Text segment ::

SERVER-54805 describes a case where the replication machinery on replica set secondaries ceases to make progress, with the symptom being that all threads in the replication writer thread pool are idle and the thread driving secondary replication is simultaneously blocked waiting for those writer threads to finish their work.
So far, this behavior has only manifest on systems with glibc versions susceptible to this glibc pthread condition variable bug. While I have not been able to build a minimal reproduction using our ThreadPool type, the scenario proven to exist in this blog post about using TLA+ to model glibc condition variables is perfectly analogous to how replication uses thread pools. In this scenario, a signal delivery that is lost due to the glibc bug leads to incomplete work being left in the thread pool, and no threads waking up to perform the work.
Fortunately, a low-risk workaround for this bug as it manifests in the replication system's use of ThreadPool exists. By setting minThreads to 0 instead of its current value, which is equal to maxThreads, we ensure that all waits performed by worker threads eventually wake up due to expiration of the idle thread timeout.
The task in this ticket is to change the value of minThreads in the writer thread pool used by replication to 0. This will not eliminate all possible failures due to the glibc bug, but it will eliminate the only one we've seen in practice until such time as the bug in glibc is corrected.

The data ::
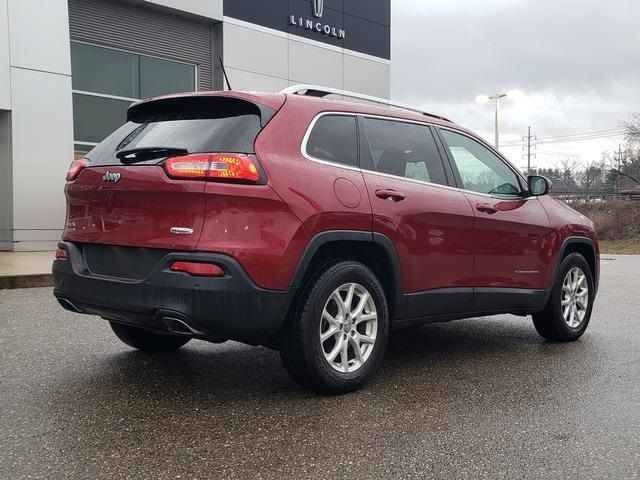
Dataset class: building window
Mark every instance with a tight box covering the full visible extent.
[71,42,197,156]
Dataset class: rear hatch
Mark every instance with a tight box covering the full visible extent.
[63,91,275,251]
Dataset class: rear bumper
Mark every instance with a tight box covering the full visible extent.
[53,242,295,344]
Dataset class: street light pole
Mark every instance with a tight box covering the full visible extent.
[476,90,520,150]
[489,93,507,150]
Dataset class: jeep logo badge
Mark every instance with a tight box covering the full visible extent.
[102,171,121,183]
[313,0,324,18]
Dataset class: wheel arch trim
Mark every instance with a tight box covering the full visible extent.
[289,230,406,317]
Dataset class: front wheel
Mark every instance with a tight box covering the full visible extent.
[533,253,595,342]
[109,322,191,353]
[280,261,389,394]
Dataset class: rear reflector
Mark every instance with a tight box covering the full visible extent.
[164,153,260,182]
[67,159,88,182]
[171,262,224,277]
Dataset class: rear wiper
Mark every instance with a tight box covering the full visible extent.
[116,147,189,164]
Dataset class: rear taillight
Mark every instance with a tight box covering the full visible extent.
[67,159,88,182]
[171,262,224,277]
[164,153,260,182]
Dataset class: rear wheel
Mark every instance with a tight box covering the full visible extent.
[280,261,389,394]
[533,253,595,342]
[109,322,191,353]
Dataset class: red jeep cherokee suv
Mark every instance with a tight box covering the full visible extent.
[53,85,599,393]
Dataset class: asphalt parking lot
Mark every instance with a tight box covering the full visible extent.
[0,256,640,479]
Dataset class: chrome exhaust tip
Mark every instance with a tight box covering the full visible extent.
[58,298,81,313]
[162,317,203,336]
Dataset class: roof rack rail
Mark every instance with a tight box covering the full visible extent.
[280,83,453,123]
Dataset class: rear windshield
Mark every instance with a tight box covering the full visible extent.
[85,97,273,167]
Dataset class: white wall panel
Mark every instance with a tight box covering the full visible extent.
[225,67,289,92]
[344,55,391,98]
[223,23,289,79]
[145,0,223,20]
[289,40,342,88]
[0,0,11,109]
[0,111,13,236]
[11,68,73,236]
[9,0,71,75]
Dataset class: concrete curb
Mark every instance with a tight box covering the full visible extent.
[0,273,53,290]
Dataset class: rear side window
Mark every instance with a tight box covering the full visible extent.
[364,117,447,185]
[306,115,358,167]
[86,97,270,166]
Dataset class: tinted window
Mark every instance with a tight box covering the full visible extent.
[364,118,447,185]
[441,130,522,196]
[86,97,268,166]
[306,115,358,166]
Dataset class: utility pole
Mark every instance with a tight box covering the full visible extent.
[617,144,622,193]
[527,126,531,175]
[522,127,538,175]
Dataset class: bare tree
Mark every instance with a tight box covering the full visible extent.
[622,113,640,144]
[559,157,580,191]
[577,160,605,191]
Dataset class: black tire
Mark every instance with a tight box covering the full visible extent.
[109,322,191,353]
[280,261,389,394]
[533,253,595,342]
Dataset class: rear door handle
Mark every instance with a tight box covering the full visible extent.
[376,189,407,202]
[476,203,498,214]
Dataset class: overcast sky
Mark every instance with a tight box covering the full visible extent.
[391,0,640,171]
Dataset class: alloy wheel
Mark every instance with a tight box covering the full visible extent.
[561,267,589,328]
[319,283,378,373]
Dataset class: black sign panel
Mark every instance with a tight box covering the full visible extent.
[224,0,391,59]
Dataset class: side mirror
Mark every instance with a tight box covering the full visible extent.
[527,175,551,197]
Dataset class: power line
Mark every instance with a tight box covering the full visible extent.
[502,128,624,146]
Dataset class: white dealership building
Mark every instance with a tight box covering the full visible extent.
[0,0,391,251]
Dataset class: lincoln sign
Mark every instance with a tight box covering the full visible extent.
[289,0,346,38]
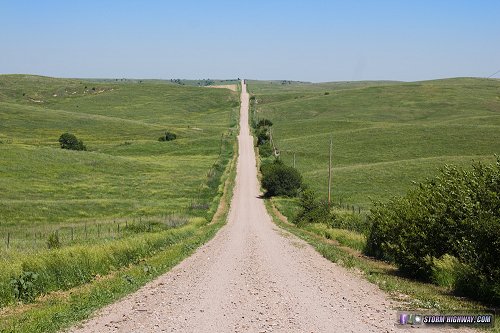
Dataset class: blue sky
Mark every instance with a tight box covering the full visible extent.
[0,0,500,82]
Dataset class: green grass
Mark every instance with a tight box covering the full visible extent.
[0,76,239,332]
[0,75,239,235]
[248,78,500,209]
[265,199,500,332]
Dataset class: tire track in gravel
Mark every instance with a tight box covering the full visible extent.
[71,83,470,333]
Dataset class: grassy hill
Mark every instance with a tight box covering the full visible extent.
[248,78,500,208]
[0,75,239,332]
[0,75,238,233]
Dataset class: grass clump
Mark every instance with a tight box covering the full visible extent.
[366,158,500,304]
[158,132,177,142]
[59,133,87,150]
[261,159,302,197]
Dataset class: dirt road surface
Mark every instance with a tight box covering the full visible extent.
[71,81,456,333]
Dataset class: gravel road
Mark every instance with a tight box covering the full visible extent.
[71,80,464,333]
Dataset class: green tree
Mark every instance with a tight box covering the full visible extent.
[59,133,87,150]
[261,160,302,197]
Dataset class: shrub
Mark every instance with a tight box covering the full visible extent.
[255,127,270,146]
[158,132,177,141]
[366,158,500,302]
[59,133,87,150]
[47,231,61,249]
[259,143,273,158]
[261,160,302,197]
[11,272,38,303]
[293,189,330,225]
[257,119,273,127]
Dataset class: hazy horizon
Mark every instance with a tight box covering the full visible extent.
[0,0,500,82]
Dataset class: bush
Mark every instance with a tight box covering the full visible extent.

Brief ::
Retype the whole ticket on the replication writer thread pool and the glibc condition variable bug word for word.

Result for this exercise ::
SERVER-54805 describes a case where the replication machinery on replica set secondaries ceases to make progress, with the symptom being that all threads in the replication writer thread pool are idle and the thread driving secondary replication is simultaneously blocked waiting for those writer threads to finish their work.
So far, this behavior has only manifest on systems with glibc versions susceptible to this glibc pthread condition variable bug. While I have not been able to build a minimal reproduction using our ThreadPool type, the scenario proven to exist in this blog post about using TLA+ to model glibc condition variables is perfectly analogous to how replication uses thread pools. In this scenario, a signal delivery that is lost due to the glibc bug leads to incomplete work being left in the thread pool, and no threads waking up to perform the work.
Fortunately, a low-risk workaround for this bug as it manifests in the replication system's use of ThreadPool exists. By setting minThreads to 0 instead of its current value, which is equal to maxThreads, we ensure that all waits performed by worker threads eventually wake up due to expiration of the idle thread timeout.
The task in this ticket is to change the value of minThreads in the writer thread pool used by replication to 0. This will not eliminate all possible failures due to the glibc bug, but it will eliminate the only one we've seen in practice until such time as the bug in glibc is corrected.